#### DATA FOR THIS EXERCISE ####

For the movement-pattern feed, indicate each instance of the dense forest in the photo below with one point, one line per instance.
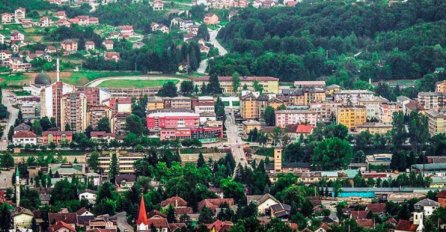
(344, 42)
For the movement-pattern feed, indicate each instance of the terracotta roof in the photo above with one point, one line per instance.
(406, 225)
(174, 201)
(60, 224)
(377, 207)
(24, 134)
(246, 78)
(304, 129)
(360, 214)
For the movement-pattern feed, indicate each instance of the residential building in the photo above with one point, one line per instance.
(211, 19)
(287, 117)
(269, 84)
(436, 121)
(351, 97)
(374, 127)
(22, 138)
(126, 161)
(57, 137)
(69, 46)
(351, 116)
(74, 112)
(431, 100)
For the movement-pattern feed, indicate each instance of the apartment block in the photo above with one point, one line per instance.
(351, 116)
(74, 112)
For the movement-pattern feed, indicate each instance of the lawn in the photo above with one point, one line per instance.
(134, 83)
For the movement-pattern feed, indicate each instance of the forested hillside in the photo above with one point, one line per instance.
(344, 42)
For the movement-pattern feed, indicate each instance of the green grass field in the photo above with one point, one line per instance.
(134, 83)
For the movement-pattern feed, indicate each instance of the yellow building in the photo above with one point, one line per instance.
(374, 128)
(155, 103)
(440, 87)
(351, 116)
(269, 84)
(436, 122)
(249, 107)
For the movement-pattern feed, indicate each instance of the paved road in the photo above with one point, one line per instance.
(13, 112)
(97, 82)
(235, 142)
(221, 50)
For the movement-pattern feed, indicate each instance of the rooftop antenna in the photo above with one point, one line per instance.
(57, 69)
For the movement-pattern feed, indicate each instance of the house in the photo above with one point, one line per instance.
(158, 5)
(211, 19)
(22, 127)
(125, 180)
(220, 226)
(45, 22)
(108, 44)
(126, 30)
(89, 45)
(406, 226)
(61, 226)
(22, 138)
(427, 206)
(263, 202)
(6, 18)
(89, 195)
(60, 14)
(17, 37)
(69, 46)
(57, 137)
(111, 56)
(214, 203)
(22, 218)
(281, 211)
(2, 39)
(19, 14)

####

### PROBLEM TO WORK ON
Turn the lines above into a two-column CSV with the header instruction,points, giving one row for each line that asks for points: its wording in one quoted field and the points that follow it in the other, with line breaks turned into spaces. Leave the pictures out.

### THE OUTPUT
instruction,points
"For the movement-pattern feed, indicate each instance of the dense forest in the photo below with one point, one line per instance.","(344, 42)"
"For the movement-pattern feed, indicate each instance of the terracotta roof in the photo above with one point, one line per instance.","(406, 225) (174, 201) (60, 224) (377, 207) (24, 134) (246, 78) (304, 129) (360, 214)"
"For the movement-pattern feed, indicate each instance of the residential building in the photo above with one point, one line per instance.","(211, 19) (287, 117) (269, 84) (436, 121) (351, 97) (374, 127) (22, 138) (126, 161) (57, 137) (69, 46) (351, 116) (74, 112) (431, 100)"
"For the movement-pattern feed, indicate each instance of the apartment block in the photo above with one point, one line per instance.","(351, 116) (74, 112)"
"For the movement-pattern feed, indicate each instance of the lawn in the photo above with one point, one line per instance.","(134, 83)"
"For the movement-pattern feed, indicate each instance of the forested hillside in the photo above with one point, one line per instance.","(344, 42)"
"For the movement-pattern feed, indicate each instance of the green grass field in the photo above with one point, one line per instance.","(134, 83)"
"For the movement-pattern feed, indicate each instance of the yellow building in the photo above with one point, one line per instance.","(374, 128) (155, 103) (440, 87) (351, 116) (269, 84) (436, 122) (249, 107)"
"For the movement-pattern feed, indicate each instance of the paved road in the photo above with one point, one line per instance.","(13, 112) (97, 82) (235, 142) (221, 50)"
"For the movement-pattern feed, indicate each instance of the rooftop antenna in the photo above with one point, one line per instance.","(57, 69)"
"For the movement-pattern feed, indicate each instance of the house in the photo above with one point, one line per instance.","(158, 5) (211, 19) (22, 127) (125, 180) (220, 226) (45, 22) (108, 44) (126, 30) (89, 45) (406, 226) (61, 226) (22, 138) (427, 206) (263, 202) (6, 18) (89, 195) (60, 14) (17, 37) (69, 46) (57, 137) (111, 56) (214, 203) (22, 218) (281, 211) (2, 39) (19, 14)"